**Atividade A**
Segundo o texto sobre a hora do sono, que tipos de questões são discutidos no mbongi? Enumere todos.
**Atividade B**
Resuma em duas frases o texto sobre a hora do sono e a procura de membros desaparecidos.
**Atividade C**
Retome o texto sobre a hora do sono e a busca de desaparecidos logo após a última frase apresentada.

━━━━━ Texto fornecido

Entre a terceira e quarta horas principais se acha a terceira hora secundária que é a malu-ma-tulu ou malu, hora do sono. A malu-ma-tulu é a hora em que cada indivíduo é tido como ser presente em seu aposento, ou no kiânzala (o pátio) ou no mbongi (cabana), a casa pública onde se discutem todas as questões de ordem política, religiosa, sócio-econômica, filosófica, diplomática, etc. Antes dessa hora, o mfumu-dikanda – chefe líder da comunidade, passa em revista todas as famílias da comunidade e pergunta a cada um se todos os seus membros (bièla) estão presentes. Do contrário ele ordena a seus “bilesi” (militantes) de conduzir imediatamente uma sindicância – dia matèmbo, langa. O chefe não poderá dormir antes de ter adquirido a certeza que o membro procurado se encontra bem na comunidade.

Se o desaparecido não for encontrado depois do ndîlu a matèmbo, o chefe ordena então aos bindôkila, chamada de alarme lançada em todas as direções em torno da aldeia, “mafula ma vata”. Se os binomial não dão resposta o chefe se informa junto aos que viram o membro ausente por último durante a jornada – mwîni e da direção para a qual ele teria ido- lusunga lukatadisîngi. Esses indícios lhe permitem pedir à comunidade em última fase de ”kwika binga” (apanhar fogo) e ir através os campos e florestas, à procura do membro declarado desaparecido. Entre esse tempo o telegrafista – siki kia nkônko (tambikisi kia n’samu mu minika ye miningu) envia suas mensagens nas comunidades próximas e afastadas para lhes perguntar se não teriam visto “mbadio”- palavra utilizada, entre outras, para dizer um tal, X). Toda comunidade desde que consegue captar a mensagem é obrigada a responder por o kansi ka tumweni ko (quando não o viram) ou por va kaviôkele ou va kena, se o viram passar por ali ou se ele está ali. A arte de enviar os sinais e as mensagens é um dos mais perigosos em nossas tradições uma vez que pode custar a vida do telegrafista se a mensagem não é corretamente transmitida. Enviar uma mensagem que anuncia a morte de um chefe em lugar da gravidade de seu estado, por exemplo, seria um crime. Em tais circunstâncias o telegrafista é sofrível à pena capital: ser enterrado vivo antes de tendo de confessar publicamente os erros técnicos graves, que podem paralisar não somente a vida da comunidade mas também a de seus aliados.

━━━━━━━━━━
━━━━━ Registros fornecidos

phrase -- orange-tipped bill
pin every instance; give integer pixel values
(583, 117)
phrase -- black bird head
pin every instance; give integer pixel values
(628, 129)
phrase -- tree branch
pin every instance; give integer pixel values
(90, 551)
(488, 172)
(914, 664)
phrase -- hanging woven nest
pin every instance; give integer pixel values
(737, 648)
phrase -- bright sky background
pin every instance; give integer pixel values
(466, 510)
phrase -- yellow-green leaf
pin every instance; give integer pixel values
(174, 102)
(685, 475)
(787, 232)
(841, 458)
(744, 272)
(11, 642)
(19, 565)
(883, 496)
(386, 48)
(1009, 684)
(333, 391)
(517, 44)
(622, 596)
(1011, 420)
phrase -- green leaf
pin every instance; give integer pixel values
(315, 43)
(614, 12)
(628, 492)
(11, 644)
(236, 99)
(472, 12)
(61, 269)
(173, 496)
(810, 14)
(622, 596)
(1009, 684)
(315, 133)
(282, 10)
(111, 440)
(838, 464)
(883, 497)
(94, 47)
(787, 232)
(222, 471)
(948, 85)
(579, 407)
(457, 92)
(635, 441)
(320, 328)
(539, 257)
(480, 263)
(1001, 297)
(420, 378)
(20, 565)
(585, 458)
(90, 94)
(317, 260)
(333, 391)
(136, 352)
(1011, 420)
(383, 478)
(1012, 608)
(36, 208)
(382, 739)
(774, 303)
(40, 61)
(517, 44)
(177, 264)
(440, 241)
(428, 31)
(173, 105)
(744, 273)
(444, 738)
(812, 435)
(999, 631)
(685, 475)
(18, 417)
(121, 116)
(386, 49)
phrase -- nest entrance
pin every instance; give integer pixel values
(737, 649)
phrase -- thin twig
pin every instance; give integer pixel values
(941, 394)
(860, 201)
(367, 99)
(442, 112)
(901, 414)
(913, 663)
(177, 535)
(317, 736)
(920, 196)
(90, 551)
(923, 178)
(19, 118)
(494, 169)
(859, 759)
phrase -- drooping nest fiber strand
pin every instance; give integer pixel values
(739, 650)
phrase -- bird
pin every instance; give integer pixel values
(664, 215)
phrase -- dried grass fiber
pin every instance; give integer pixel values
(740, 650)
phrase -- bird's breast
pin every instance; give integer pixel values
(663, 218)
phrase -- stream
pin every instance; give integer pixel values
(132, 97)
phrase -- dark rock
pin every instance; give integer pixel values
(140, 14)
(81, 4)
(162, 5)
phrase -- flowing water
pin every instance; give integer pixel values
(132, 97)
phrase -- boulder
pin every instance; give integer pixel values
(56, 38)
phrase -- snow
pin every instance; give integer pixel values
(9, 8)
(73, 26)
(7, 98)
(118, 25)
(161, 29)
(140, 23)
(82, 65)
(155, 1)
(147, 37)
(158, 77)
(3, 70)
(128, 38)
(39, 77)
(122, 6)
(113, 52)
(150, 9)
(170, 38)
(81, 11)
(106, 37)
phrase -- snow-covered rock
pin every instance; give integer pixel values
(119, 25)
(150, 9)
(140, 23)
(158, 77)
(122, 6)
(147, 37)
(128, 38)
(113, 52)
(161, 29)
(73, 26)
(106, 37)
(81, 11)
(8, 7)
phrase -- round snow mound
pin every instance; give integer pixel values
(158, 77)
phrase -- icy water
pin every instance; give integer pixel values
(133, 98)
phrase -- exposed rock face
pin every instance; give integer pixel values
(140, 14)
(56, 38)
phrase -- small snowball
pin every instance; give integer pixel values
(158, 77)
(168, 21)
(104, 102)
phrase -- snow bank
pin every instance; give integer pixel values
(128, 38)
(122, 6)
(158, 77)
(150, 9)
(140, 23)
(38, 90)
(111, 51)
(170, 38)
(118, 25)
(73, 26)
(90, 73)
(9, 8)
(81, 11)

━━━━━━━━━━

**Resposta A**
Política, religiosa, sócio-econômica, filosófica e diplomática.

**Resposta B**
Antes da malu-ma-tulu, a hora do sono, o mfumu-dikanda verifica se todos os membros da comunidade estão presentes e, se falta alguém, manda fazer uma sindicância, lançar chamadas de alarme e, por fim, procurar o desaparecido pelos campos e florestas. Enquanto isso, o telegrafista envia mensagens às comunidades próximas e afastadas, tarefa perigosa porque um erro grave de transmissão pode ser punido com a morte.

**Resposta C**
Entre a quarta e a primeira horas principais tem a quarta hora secundária, a makielo, também chamada makielo – ma – bwisi ou nkala mpumbu. Makielo é a hora dos emissários, dos mensageiros, das grandes viagens assim como aquela dos ataques e das guerras (lo kia mumbwila ye mvita). Ela é também considerada como a hora de saudar (aos doentes) na comunidade, de mvûngulu a bakindakana ye mbevo mu kanda ye zinga – visita aos doentes. É nesse momento aí que o mfumo-dikanda faz suas invocações matinais e ordena os ataques sociais – ta bibila – contra as comunidades (kanda) onde ele desposou mulheres. Freqüentemente essas bibila são acompanhadas dum grande número de instrumentos musicais – mpungi, ngôngi, vudinga, tânda, ngoma, bandi, nsiba, minsiele, etc. É a hora de bênçãos para certas comunidades mas também uma hora cheia de problemas e angústias para aqueles quando busi bia kanda – as irmãs da comunidade têm problemas sérios para elas próprias ou para suas crianças nas suas comunidades temporárias, onde elas vivem com seus maridos: doenças de crianças, infidelidade do marido, doença da mulher, tentativa de envenenamento do marido, etc. A comunidade permanente da mulher pode ser atacada por aquela de seu marido por uma dessas razões. É em tais circunstâncias que a kinzonzi kongo, sua dialética, nos fornece a informação da mais rica, dinâmica e viva, sobretudo na utilização da canção – n’kinga, do provérbio – nganga, do slogan – kumu, de comissões ou grupos de busca – mfûndu e da participação popular muito ativa.

Makielo, é a hora testemunha do recomeço espiral do tempo e dos fenômenos naturais no curso de sua evolução permanente. A concepção de tempo-hora (lôkula), de tempo-período (tando) e do mundo (nza) seria impossível ao mukôngo como a todos os povos africanos sem esse conceito muito claro do sol, sua máquina-tempo.